Extract:
###

Fraudulent news allegations circulate, the "alternative facts" of politicians have become commonplace, and funding for the arts and humanities faces the threat of decline. In the age of Trump, scholars must step out of the shadows of their libraries, their labs, and their classrooms — or risk the day when those libraries, labs, and classes will not be able to cast shadows. 

Today more than ever, scholars must produce scholarship for the public.Although the political climate promises to drain the pools of funding on which scholars rely, it does not appear to be squelching public thirst for scholarly research on the critical challenges we face as a nation: disenfranchisement, sexism, racism, homophobia, Islamophobia, sexual violence, inequality, violent policing, incarceration, poverty, war, climate change, terror, deportations, and limited access to education and health care.

It is not a coincidence that scholars took home all three of the recent major nonfiction awards: Pulitzer Prizes in both history and general nonfiction, the National Book Critics Circle Award, and the National Book Award. The University of Michigan’s Heather Ann Thompson won the Pulitzer for history for Blood in the Water: The Attica Prison Uprising of 1971 and Its Legacy (Pantheon). The Harvard sociologist Matthew Desmond received the Pulitzer for general nonfiction and the National Book Critics Circle Award for nonfiction for Evicted: Poverty and Profit in the American City (Crown). The Emory University African-American studies scholar Carol Anderson won the National Book Critics Circle Award for criticism for White Rage: The Unspoken Truth of Our Racial Divide (Bloomsbury), and one of us, Ibram X. Kendi, won the National Book Award for nonfiction for Stamped from the Beginning: The Definitive History of Racist Ideas in America (Nation Books).

 In comparison, only one of these five book prizes went to an author with an academic affiliation in last year’s award cycle.

 The growing attacks on the credibility of journalists and the burgeoning skepticism of partisan politicians, judges, and talking heads seem to have provided a unique opportunity for scholars, drenched in their research, to replenish the minds of the nation. The public appears to be experiencing a vacuum of expertise. Perhaps people will now bestow more trust on the expertise of America’s notoriously and proudly independent academics.

 Scholars can defend truth, if they can only yank themselves out of their conferences, their journals, and their academic jargon. Now more than ever before, scholars must be at the forefront of public debate.

 This means more public scholarship, not more public scholars. The distinction is a crucial one. Public scholars are known by the public. Public scholarship directly impacts the public.

###

Task requirements: Please name the book that won Heather Ann Thompson the Pulitzer for history, according to the text on public scholarship.

###

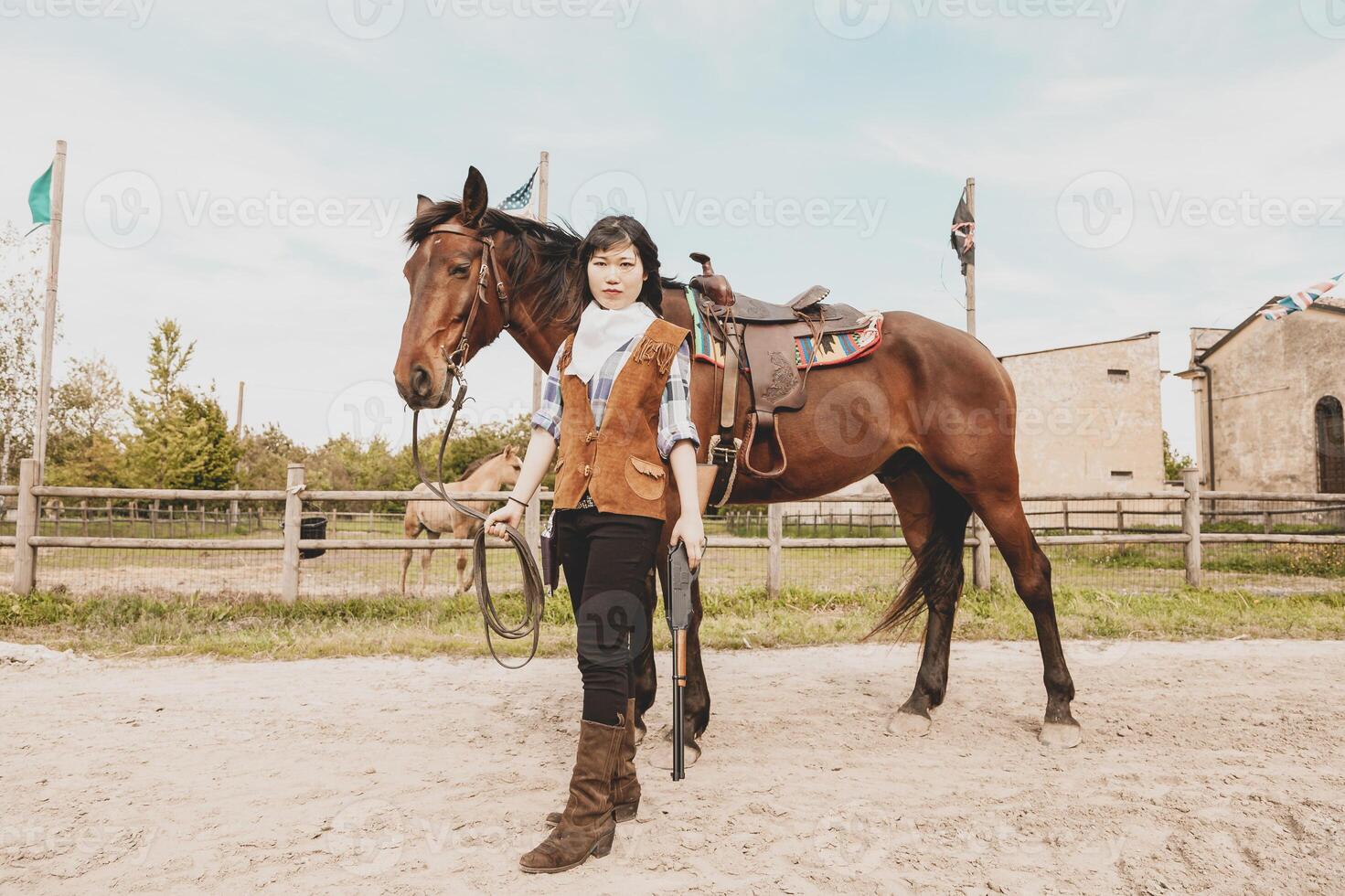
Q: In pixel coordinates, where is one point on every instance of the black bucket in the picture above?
(310, 528)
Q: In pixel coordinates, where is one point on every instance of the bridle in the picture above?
(534, 596)
(487, 273)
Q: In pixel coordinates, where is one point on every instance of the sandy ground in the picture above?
(1205, 767)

###

Solution to this task: Blood in the Water: The Attica Prison Uprising of 1971 and Its Legacy